- _WHAT NEEDS TO BE DONE_
Copy out all of the data exactly as it appears.

- _Point labeling dataset excerpts_
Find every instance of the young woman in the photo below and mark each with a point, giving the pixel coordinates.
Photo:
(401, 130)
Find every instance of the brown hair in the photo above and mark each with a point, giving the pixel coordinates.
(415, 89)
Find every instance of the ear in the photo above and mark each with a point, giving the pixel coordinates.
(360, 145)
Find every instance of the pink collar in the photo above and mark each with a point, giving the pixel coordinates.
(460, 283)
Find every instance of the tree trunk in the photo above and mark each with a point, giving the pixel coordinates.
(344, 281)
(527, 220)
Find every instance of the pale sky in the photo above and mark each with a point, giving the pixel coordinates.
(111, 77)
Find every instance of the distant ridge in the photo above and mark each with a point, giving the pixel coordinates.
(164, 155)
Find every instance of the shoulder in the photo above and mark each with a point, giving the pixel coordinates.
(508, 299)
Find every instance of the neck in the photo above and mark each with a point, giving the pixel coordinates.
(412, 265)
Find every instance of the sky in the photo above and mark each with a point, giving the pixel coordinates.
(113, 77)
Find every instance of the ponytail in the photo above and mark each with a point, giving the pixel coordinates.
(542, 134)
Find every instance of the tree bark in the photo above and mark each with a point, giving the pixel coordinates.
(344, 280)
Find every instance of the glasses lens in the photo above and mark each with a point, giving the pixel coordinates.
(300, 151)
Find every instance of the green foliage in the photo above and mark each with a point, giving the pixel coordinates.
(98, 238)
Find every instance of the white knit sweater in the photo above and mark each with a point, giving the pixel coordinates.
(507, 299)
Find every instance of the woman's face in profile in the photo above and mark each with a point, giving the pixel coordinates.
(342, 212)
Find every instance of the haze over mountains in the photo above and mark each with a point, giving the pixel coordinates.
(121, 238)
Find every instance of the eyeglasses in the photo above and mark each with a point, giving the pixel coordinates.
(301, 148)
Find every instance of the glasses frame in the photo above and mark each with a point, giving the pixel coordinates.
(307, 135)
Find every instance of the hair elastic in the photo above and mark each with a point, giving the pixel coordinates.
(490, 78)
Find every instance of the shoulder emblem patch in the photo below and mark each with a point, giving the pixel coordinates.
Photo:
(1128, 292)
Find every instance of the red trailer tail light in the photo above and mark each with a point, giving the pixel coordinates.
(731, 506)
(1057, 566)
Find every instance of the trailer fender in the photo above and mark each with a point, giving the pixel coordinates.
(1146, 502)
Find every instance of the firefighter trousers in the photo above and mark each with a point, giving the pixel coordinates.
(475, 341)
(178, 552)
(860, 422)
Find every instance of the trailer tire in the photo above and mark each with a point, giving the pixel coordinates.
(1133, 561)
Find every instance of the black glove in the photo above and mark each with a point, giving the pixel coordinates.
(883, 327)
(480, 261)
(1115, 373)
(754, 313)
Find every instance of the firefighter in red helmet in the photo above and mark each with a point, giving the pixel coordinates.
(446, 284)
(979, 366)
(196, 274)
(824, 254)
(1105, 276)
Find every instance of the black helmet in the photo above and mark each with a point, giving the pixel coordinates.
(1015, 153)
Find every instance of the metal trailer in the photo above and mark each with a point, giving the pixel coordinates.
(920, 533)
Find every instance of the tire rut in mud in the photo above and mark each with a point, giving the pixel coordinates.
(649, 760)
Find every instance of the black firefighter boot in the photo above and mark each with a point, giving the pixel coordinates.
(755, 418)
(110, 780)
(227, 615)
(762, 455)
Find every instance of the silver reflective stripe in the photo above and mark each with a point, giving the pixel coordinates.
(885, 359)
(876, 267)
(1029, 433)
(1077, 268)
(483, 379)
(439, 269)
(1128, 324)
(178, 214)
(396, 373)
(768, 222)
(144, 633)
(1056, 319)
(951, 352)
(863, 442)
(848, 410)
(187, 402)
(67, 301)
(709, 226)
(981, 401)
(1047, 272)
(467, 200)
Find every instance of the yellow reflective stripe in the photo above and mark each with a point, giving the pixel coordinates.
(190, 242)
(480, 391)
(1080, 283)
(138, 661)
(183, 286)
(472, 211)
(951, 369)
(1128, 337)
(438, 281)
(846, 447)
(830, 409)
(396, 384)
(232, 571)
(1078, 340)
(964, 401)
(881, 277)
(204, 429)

- _SOLUTION TO THIS EXERCISE_
Find every instance of the young woman in the photo below and mark each with a point, giving the pixel coordinates.
Photo:
(401, 130)
Find every instance of the brown hair in the photo above and mark each with a point, giving the pixel coordinates.
(415, 89)
Find every instance of the ear in the photo above and mark each with a point, giving the pixel coordinates.
(360, 145)
Find every instance of the pink collar in the photo above and mark each with a point, giving the pixel coordinates.
(460, 283)
Find every instance of the tree trunk in the photo above and mark each with a point, giving the pixel coordinates.
(344, 281)
(527, 220)
Find every instance of the pale sky in the photo above and mark each with a point, giving the pixel coordinates.
(111, 77)
Find every instance of the distant ridge in the photo above and mark each with a point, giving the pixel coordinates.
(164, 155)
Find every instance of the shoulder in the photo above and mark each with a point, giving the pixel coordinates.
(508, 299)
Find every instance of the neck in the photo above and mark each with a point, giving the pixel coordinates.
(412, 265)
Find every instance of the sky in the photo above and mark each with a point, giving the pixel coordinates.
(113, 77)
Find every instance of the ponytail in the photo above and mark each with a point, giving the pixel coordinates.
(542, 134)
Find every instance of the tree bark in the photo above and mark each with a point, giving the pixel coordinates.
(344, 280)
Find every instance of the glasses lens in the photo above and mark each with a point, giving the pixel coordinates.
(300, 151)
Find every instance of the green foliage in the photo above and mark each with a point, giving the pixel coordinates.
(98, 238)
Find every instance of the white knit sweater in the photo above and mark each with a point, giving the pixel coordinates.
(507, 299)
Find every instance of the woman's face in profile in the photo above and mark each with a point, giving the pixel coordinates.
(342, 212)
Find every instance of the haze over mountains in the photo above and mark each with a point, giving the pixel coordinates.
(121, 238)
Find every instance of the eyeglasses in the photo above and mark each with a point, giving the pixel coordinates.
(301, 148)
Find every instance of the glasses frame in the photo above and mark each with a point, giving the pixel coordinates.
(307, 135)
Find every instance of the hair elastic in the photo above and mark each with a point, giving the pixel coordinates.
(490, 78)
Find every instance of the shoulder emblem patch in the photo below and mark each with a point, giving the pixel coordinates.
Photo:
(1128, 292)
Find every instance of the red trailer tail light in the photo above and mark each with a point, giving the pixel coordinates.
(731, 506)
(1057, 566)
Find every instance of the trailer fender in the photo above and mark each with a point, giving the pixel coordinates.
(1146, 502)
Find every instance of the firefighter trousers in the photo above and mark each with a point, giving the pixel coordinates.
(475, 341)
(178, 552)
(860, 422)
Find every instance of the trailer tire in the photo above and mark each with a point, giving the pixel coordinates.
(1133, 561)
Find every instance of the black glove in the photo above and mark each with a point, giving the pixel coordinates.
(883, 327)
(480, 261)
(1115, 373)
(754, 313)
Find every instance of the firefighter in red helmet in the photo above and mark each with a point, giving the pixel coordinates.
(446, 284)
(979, 366)
(196, 274)
(824, 254)
(1105, 276)
Find every instance of the black helmet in the photo above and mark each with a point, giving the pixel coordinates.
(1015, 153)
Find every instance of the metal trailer in the photo above and mark each with a point, giving the pixel coordinates.
(920, 533)
Find every instance of the tire rut in mud in the photo above and mark each with a point, giving the pixel coordinates.
(649, 760)
Find every instance of the black firefighter boot in the photo above and mark each with a point, giving the pixel coordinates.
(755, 418)
(110, 780)
(227, 615)
(762, 455)
Find every instance of the silver reflective stripe in the photo above and mark each with a point, giving the pixel coordinates.
(885, 359)
(876, 267)
(1029, 433)
(1077, 268)
(483, 379)
(439, 269)
(1128, 324)
(178, 214)
(396, 373)
(768, 222)
(144, 633)
(1056, 319)
(951, 352)
(863, 442)
(848, 410)
(187, 402)
(67, 301)
(709, 226)
(981, 401)
(1047, 272)
(467, 200)
Find every instance of the yellow reflective stripe in the photo above and mark each with a point, giving the pixel coordinates.
(190, 242)
(480, 391)
(1080, 283)
(138, 661)
(183, 286)
(472, 211)
(951, 369)
(1128, 337)
(438, 281)
(846, 447)
(830, 409)
(396, 384)
(232, 571)
(1078, 340)
(964, 401)
(881, 277)
(204, 429)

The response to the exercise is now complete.